▸ KUTIPAN PILIHAN
━━━━━━━━

Oleh Rasyida Rifa’ati Husna
Memang tak dapat dinafikan bahwa pondok pesantren memiliki peran yang sangat penting dalam pendidikan di Indonesia. Terlebih, di tengah derasnya arus zaman yang mengikis moral dan etika, pesantren mampu menanamkan nilai-nilai agama dan moral kepada para santri, sehingga mereka dapat tumbuh menjadi generasi yang berakhlak mulia.
Akan tetapi akhir-akhir ini, berita tentang berbagai insiden yang seharusnya tidak terjadi di tubuh pondok pesantren telah menciptakan stigma negatif di tengah-tengah masyarakat. Tindakan ini tentu saja tidak sesuai dengan visi pesantren sebagai lembaga pendidikan moral. Apalagi dalam beberapa kasus, pelakunya adalah tokoh atau pengajar yang seharusnya menjadi teladan bagi para santrinya.
Oleh karena itu, untuk mewujudkan pesantren yang ramah anak, sangat pentung untuk menanggulangi masalah tersebut dengan pendekatan yang tegas, serta meningkatkan pengawasan dan evaluasi terhadap praktik-praktik di dalam pesantren. Selain itu, penting pula untuk mengingatkan kembali kepada para tokoh dan muallim bahwa mereka juga memiliki kewajiban berakhlak kepada para muridnya.
- Iklan -
Dalam konteks ini, Hadratussyekh KH Hasyim Asy’ari dalam kitabnya, Adab ʼAlim Wa Muta’allim telah membahas tentang etika guru (alim) dalam proses pembelajaran. Meskipun kitab ini tidak secara tersurat menjelaskan kiat membentuk pesantren ramah anak, akan tetapi ajaran yang terkandung di dalamnya mencakup nilai-nilai yang relevan untuk mewujudkan lingkungan pendidikan yang ramah dan kondusif bagi anak-anak.
Menerapkan Prinsip Humanisasi di Pesantren
Prinsip humanisasi atau memperlakukan setiap individu dengan menghargai martabat dan hak-haknya sebagai manusia sangat penting untuk diterapkan di lingkungan pesantren. Hal ini bertujuan untuk menciptakan suasana yang menghargai martabat setiap anggota di lingkungan pesantren, termasuk para santri dengan memberikan perhatian terhadap pembinaan akhlak, kasih sayang, dan perhatian terhadap kesejahteraan seluruh aspek kehidupan mereka.
Sebagaimana yang telah Rasulullah ajarkan, seperti nilai-nilai kasih sayang, empati, dan perhatian terhadap kebutuhan mental maupun fisik. Seperti dalam salah satu hadis, beliau saw. telah bersabda, “Barangsiapa tidak menyayangi, maka dia tidak akan disayangi.” (HR. Bukhari)

━━━━━━━━

▸ DATA

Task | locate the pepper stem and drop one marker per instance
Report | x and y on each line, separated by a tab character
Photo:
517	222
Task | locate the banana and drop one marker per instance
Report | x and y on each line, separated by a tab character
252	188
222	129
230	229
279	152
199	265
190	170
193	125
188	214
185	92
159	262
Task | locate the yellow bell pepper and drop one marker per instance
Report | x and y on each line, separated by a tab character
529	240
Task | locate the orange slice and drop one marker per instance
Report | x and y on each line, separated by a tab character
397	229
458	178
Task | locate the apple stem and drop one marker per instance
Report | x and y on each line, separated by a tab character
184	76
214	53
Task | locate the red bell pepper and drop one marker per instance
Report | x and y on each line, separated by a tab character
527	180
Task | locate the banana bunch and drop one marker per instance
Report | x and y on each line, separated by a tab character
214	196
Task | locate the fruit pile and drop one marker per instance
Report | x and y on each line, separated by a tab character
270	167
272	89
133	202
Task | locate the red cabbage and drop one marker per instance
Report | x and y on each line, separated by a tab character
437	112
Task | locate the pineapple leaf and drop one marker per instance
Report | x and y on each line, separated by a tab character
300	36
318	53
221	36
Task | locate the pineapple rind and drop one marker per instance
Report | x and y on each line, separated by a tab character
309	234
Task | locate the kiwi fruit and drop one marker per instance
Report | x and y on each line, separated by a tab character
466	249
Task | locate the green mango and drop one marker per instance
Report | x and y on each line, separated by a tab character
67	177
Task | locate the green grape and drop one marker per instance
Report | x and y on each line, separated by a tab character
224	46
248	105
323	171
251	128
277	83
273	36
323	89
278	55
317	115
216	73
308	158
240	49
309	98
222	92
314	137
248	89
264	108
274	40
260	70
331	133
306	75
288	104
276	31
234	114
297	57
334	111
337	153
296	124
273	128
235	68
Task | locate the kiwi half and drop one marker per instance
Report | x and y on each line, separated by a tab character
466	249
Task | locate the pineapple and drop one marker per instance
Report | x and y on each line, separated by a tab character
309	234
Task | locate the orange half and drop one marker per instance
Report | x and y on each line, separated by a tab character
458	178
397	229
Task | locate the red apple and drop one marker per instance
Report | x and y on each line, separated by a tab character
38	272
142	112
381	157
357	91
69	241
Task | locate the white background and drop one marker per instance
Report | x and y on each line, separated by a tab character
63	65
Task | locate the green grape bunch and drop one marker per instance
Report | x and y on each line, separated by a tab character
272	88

━━━━━━━━

Ganti "pengawasan" dengan "pemantauan" pada bagian teks tentang pesantren ramah anak yang dimulai dari "Akan tetapi akhir-akhir" dan berakhir pada "kepada para muridnya.", lalu tuliskan kembali bagian itu.

▸ HASIL LATIHAN
Akan tetapi akhir-akhir ini, berita tentang berbagai insiden yang seharusnya tidak terjadi di tubuh pondok pesantren telah menciptakan stigma negatif di tengah-tengah masyarakat. Tindakan ini tentu saja tidak sesuai dengan visi pesantren sebagai lembaga pendidikan moral. Apalagi dalam beberapa kasus, pelakunya adalah tokoh atau pengajar yang seharusnya menjadi teladan bagi para santrinya.
Oleh karena itu, untuk mewujudkan pesantren yang ramah anak, sangat pentung untuk menanggulangi masalah tersebut dengan pendekatan yang tegas, serta meningkatkan pemantauan dan evaluasi terhadap praktik-praktik di dalam pesantren. Selain itu, penting pula untuk mengingatkan kembali kepada para tokoh dan muallim bahwa mereka juga memiliki kewajiban berakhlak kepada para muridnya.